# [The task]
Pick out each line of the items below that contains the word "corner" and copy those lines.

— Start Material to process —

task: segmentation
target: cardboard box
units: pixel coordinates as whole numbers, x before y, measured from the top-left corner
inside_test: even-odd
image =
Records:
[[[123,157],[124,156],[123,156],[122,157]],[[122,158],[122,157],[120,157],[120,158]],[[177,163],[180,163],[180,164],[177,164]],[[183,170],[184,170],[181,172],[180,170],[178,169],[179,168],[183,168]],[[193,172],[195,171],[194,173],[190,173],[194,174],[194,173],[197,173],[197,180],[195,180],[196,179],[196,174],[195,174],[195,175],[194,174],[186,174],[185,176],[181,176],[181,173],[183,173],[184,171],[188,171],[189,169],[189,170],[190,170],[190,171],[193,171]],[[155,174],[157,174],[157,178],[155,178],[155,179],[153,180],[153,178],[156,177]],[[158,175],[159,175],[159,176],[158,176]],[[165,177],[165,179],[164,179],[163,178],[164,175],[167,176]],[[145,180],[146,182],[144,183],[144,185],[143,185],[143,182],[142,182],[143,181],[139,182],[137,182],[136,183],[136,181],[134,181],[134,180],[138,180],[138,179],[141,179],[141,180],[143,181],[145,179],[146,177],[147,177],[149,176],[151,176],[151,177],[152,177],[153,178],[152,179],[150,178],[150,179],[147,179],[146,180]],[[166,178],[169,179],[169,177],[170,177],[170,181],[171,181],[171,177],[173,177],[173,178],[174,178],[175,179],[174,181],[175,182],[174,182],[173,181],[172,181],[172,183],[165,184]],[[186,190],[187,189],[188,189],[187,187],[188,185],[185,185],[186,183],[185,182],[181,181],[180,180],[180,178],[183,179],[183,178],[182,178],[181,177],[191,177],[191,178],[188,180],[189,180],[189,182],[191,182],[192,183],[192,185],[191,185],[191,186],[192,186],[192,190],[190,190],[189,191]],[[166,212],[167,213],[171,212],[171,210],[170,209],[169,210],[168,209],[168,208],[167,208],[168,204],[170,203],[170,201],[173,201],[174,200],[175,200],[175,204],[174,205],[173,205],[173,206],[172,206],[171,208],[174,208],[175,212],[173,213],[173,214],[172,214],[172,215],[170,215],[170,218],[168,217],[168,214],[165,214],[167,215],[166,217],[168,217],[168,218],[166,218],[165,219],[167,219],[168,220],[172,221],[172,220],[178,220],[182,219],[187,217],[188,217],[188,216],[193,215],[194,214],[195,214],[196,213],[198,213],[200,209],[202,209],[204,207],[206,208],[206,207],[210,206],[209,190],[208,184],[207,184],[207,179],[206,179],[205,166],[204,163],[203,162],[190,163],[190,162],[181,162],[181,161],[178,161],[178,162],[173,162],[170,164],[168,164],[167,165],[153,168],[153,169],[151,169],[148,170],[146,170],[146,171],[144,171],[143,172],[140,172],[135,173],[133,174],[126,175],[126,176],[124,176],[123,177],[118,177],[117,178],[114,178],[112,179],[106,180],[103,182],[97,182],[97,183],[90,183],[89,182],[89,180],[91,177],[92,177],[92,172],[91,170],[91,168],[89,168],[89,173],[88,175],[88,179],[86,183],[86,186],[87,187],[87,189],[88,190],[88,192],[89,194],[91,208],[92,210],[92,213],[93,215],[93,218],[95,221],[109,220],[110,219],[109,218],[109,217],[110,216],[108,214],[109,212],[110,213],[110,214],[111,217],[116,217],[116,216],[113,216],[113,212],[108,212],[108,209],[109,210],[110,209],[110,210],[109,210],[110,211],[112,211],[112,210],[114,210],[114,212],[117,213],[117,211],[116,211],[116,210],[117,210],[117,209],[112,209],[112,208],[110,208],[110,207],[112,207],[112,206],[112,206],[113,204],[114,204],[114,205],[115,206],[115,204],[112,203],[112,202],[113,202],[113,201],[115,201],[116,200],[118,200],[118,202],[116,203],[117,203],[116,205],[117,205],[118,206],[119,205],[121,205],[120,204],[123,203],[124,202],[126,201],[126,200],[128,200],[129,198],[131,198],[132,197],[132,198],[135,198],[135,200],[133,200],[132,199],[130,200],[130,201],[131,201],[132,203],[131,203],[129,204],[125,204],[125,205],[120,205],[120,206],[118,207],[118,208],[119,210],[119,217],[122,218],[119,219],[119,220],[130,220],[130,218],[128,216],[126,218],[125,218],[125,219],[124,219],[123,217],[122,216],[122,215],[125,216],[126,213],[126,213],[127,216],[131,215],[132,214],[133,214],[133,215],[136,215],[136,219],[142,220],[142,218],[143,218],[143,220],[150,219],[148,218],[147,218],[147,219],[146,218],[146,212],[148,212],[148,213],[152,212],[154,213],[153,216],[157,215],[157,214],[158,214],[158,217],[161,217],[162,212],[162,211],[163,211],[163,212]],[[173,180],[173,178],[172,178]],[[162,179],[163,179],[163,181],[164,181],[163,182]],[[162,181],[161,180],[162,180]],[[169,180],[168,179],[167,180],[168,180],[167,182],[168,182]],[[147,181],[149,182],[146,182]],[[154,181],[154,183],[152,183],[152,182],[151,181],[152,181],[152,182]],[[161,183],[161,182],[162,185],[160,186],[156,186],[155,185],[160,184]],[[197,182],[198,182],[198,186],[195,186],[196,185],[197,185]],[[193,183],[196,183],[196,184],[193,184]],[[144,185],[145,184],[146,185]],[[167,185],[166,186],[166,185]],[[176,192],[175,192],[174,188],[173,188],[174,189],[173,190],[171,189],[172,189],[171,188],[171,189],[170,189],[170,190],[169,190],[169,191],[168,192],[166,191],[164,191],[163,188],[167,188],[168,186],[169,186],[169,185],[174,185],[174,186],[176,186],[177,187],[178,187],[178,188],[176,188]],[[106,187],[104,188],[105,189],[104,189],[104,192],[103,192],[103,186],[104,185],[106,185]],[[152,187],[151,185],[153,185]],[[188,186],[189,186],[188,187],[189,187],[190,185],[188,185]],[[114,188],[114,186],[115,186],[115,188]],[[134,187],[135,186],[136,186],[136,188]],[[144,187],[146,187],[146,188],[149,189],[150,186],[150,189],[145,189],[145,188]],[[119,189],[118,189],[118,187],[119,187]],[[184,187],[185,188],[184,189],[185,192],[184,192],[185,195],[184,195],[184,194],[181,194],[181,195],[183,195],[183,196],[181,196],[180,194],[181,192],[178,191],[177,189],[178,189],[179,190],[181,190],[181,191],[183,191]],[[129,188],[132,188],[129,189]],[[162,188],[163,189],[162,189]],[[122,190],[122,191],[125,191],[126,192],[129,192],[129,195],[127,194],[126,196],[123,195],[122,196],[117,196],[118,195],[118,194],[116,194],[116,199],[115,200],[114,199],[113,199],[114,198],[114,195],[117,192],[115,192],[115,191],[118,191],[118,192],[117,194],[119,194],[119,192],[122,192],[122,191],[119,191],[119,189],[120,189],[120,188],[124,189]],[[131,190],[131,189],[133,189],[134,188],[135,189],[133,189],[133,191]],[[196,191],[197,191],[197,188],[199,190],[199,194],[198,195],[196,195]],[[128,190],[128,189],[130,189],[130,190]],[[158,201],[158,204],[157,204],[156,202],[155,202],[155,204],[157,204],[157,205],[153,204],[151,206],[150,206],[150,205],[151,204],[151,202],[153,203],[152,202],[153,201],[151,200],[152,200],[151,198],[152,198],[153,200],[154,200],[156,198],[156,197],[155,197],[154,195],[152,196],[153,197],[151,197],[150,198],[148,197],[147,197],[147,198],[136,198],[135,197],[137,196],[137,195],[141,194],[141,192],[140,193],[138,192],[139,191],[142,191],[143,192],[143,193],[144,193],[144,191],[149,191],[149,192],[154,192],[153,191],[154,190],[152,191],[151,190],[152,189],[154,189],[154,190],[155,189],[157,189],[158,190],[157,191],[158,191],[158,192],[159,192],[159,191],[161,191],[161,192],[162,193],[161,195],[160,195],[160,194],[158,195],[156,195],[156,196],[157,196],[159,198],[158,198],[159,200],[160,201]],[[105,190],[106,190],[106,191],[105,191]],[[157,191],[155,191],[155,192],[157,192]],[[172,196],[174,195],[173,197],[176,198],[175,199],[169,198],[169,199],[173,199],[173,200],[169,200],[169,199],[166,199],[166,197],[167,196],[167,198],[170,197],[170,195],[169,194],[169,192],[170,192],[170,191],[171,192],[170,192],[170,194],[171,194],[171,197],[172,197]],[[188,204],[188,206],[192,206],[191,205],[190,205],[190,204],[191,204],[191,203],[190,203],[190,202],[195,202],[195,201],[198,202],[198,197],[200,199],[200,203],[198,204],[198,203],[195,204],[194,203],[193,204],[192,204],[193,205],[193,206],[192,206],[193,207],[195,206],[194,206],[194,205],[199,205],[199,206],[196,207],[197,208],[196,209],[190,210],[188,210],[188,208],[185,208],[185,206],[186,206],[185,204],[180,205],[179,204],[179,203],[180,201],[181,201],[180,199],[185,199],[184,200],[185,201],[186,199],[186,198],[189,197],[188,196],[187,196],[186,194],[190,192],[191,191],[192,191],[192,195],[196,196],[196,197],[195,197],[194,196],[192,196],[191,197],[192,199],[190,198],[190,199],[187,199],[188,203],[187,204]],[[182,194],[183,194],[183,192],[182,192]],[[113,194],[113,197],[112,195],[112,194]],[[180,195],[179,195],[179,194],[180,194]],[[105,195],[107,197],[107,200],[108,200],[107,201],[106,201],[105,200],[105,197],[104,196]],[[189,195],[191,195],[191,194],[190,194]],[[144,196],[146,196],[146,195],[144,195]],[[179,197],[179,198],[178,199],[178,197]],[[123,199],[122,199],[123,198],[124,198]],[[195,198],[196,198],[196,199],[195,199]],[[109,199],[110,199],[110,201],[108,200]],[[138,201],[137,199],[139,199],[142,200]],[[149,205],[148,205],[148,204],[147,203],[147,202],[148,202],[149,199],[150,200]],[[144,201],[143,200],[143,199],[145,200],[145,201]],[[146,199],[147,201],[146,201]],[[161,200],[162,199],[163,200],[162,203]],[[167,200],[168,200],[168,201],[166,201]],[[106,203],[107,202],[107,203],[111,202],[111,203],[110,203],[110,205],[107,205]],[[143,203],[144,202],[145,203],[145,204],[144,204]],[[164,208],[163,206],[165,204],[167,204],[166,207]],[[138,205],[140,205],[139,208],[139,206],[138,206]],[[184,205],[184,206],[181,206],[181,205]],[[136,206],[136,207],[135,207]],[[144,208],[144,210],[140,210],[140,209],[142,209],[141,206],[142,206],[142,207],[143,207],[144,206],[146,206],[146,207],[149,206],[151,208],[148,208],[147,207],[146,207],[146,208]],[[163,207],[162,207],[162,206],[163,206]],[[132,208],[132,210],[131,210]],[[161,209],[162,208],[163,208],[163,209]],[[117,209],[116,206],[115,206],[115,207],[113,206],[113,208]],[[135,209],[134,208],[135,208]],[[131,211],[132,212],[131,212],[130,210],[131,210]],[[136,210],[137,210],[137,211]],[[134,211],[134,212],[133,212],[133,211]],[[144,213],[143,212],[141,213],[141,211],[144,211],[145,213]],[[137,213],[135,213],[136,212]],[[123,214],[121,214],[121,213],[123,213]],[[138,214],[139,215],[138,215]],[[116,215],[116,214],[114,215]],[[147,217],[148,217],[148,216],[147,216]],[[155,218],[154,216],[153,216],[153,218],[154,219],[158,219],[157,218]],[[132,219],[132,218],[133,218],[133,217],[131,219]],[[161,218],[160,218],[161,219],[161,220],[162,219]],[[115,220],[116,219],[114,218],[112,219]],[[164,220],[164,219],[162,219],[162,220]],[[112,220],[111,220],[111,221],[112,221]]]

— End Material to process —

# [Exercise answer]
units: pixel coordinates as whole numbers, x before y, measured from the top-left corner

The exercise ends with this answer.